Related papers: Robust Implementation of Retrieval-Augmented Generation on Edge-based Computing-in-Memory Architectures

Robust Implementation of Retrieval-Augmented Generation on Edge-based Computing-in-Memory Architectures

URL: http://arxiv.org/abs/2405.04700v1
Date: Tue, 7 May 2024 22:31:50 GMT
Title: Robust Implementation of Retrieval-Augmented Generation on Edge-based Computing-in-Memory Architectures
Authors: Ruiyang Qin, Zheyu Yan, Dewen Zeng, Zhenge Jia, Dancheng Liu, Jianbo Liu, Zhi Zheng, Ningyuan Cao, Kai Ni, Jinjun Xiong, Yiyu Shi,
Abstract summary: Large Language Models (LLMs) deployed on edge devices learn through fine-tuning and updating a certain portion of their parameters. Retrieval-Augmented Generation (RAG) is a resource-efficient LLM learning method. We propose a novel framework to accelerate RAG via Computing-in-Memory (CiM) architectures.

_Data shown_:
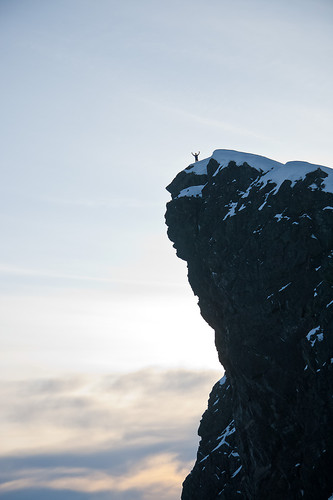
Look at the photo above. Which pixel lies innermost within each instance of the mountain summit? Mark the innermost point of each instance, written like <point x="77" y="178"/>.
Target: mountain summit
<point x="257" y="236"/>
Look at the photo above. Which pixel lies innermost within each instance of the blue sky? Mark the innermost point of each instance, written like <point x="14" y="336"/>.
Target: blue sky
<point x="102" y="103"/>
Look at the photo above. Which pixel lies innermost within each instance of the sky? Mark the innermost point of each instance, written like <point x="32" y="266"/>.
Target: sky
<point x="106" y="363"/>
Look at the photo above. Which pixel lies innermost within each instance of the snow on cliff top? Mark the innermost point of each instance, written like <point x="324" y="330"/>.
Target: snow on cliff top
<point x="272" y="170"/>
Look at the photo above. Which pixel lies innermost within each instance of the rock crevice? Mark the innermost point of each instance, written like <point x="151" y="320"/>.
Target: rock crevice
<point x="258" y="238"/>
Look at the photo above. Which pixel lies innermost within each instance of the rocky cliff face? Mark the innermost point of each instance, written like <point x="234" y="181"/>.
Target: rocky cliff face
<point x="258" y="237"/>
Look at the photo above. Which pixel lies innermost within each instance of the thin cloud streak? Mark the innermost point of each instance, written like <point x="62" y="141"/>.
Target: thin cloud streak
<point x="116" y="434"/>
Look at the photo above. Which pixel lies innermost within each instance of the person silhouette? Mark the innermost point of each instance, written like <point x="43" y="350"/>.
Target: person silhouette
<point x="196" y="155"/>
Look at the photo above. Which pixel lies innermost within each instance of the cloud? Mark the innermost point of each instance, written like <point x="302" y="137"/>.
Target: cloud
<point x="121" y="434"/>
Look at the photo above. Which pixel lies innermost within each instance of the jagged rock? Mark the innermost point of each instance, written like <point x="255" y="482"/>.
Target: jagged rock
<point x="257" y="236"/>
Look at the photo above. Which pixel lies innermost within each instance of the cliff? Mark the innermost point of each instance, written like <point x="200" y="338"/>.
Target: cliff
<point x="257" y="237"/>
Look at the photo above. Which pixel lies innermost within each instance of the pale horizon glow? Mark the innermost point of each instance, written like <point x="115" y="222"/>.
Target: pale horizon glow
<point x="102" y="104"/>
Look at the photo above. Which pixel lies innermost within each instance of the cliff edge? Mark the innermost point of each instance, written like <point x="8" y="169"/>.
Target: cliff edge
<point x="257" y="236"/>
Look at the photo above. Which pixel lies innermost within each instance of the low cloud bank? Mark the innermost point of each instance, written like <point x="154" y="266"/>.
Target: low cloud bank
<point x="131" y="435"/>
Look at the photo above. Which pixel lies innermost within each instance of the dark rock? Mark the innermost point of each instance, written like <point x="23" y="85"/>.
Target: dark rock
<point x="258" y="237"/>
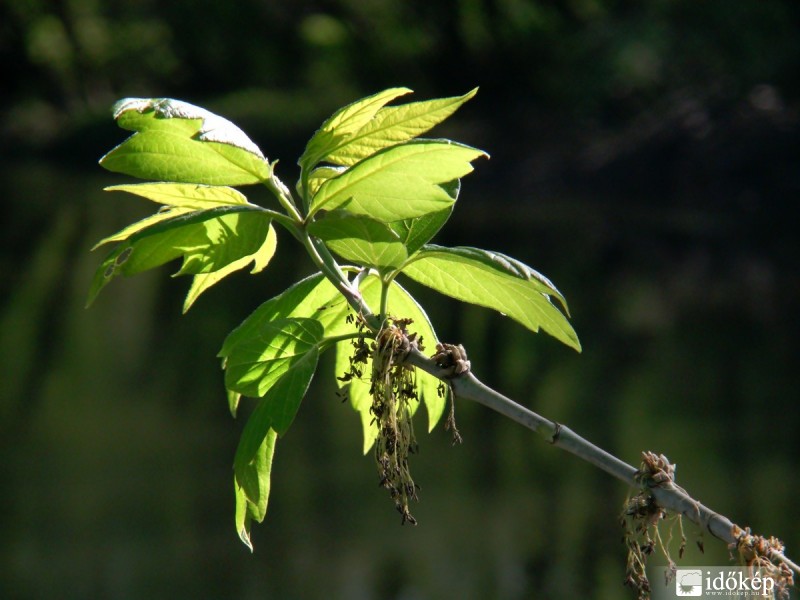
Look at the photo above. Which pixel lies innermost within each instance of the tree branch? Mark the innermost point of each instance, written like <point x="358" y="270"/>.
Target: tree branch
<point x="666" y="493"/>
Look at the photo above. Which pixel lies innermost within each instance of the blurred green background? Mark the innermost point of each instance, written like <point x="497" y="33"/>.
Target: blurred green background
<point x="644" y="156"/>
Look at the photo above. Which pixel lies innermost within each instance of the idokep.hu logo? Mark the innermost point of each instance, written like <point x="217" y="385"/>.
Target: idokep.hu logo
<point x="715" y="582"/>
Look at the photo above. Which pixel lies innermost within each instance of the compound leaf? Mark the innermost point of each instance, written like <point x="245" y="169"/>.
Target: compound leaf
<point x="400" y="182"/>
<point x="495" y="281"/>
<point x="344" y="124"/>
<point x="393" y="125"/>
<point x="177" y="141"/>
<point x="208" y="240"/>
<point x="177" y="198"/>
<point x="360" y="239"/>
<point x="251" y="484"/>
<point x="259" y="360"/>
<point x="260" y="259"/>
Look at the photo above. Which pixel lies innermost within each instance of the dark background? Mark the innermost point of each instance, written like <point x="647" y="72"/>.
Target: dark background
<point x="644" y="156"/>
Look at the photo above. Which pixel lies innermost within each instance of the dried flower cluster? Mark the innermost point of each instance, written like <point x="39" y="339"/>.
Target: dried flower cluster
<point x="393" y="389"/>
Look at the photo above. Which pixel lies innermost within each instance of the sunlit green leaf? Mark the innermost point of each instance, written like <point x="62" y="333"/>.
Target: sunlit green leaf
<point x="343" y="124"/>
<point x="177" y="198"/>
<point x="258" y="361"/>
<point x="260" y="259"/>
<point x="496" y="281"/>
<point x="401" y="182"/>
<point x="393" y="125"/>
<point x="312" y="298"/>
<point x="360" y="239"/>
<point x="251" y="484"/>
<point x="208" y="240"/>
<point x="177" y="141"/>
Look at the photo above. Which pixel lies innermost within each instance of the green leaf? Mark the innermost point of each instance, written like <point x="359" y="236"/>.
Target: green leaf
<point x="272" y="416"/>
<point x="360" y="239"/>
<point x="394" y="125"/>
<point x="260" y="259"/>
<point x="343" y="124"/>
<point x="311" y="298"/>
<point x="495" y="281"/>
<point x="401" y="182"/>
<point x="251" y="484"/>
<point x="258" y="361"/>
<point x="177" y="198"/>
<point x="177" y="141"/>
<point x="209" y="240"/>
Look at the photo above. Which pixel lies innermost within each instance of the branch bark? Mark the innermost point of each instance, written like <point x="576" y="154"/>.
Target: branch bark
<point x="667" y="494"/>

_Exercise instructions_: In the paper listing, what architectures does the proposed framework use to accelerate RAG? Answer from the paper listing alone and set the data aside.

_Answer to the problem_: Computing-in-Memory (CiM) architectures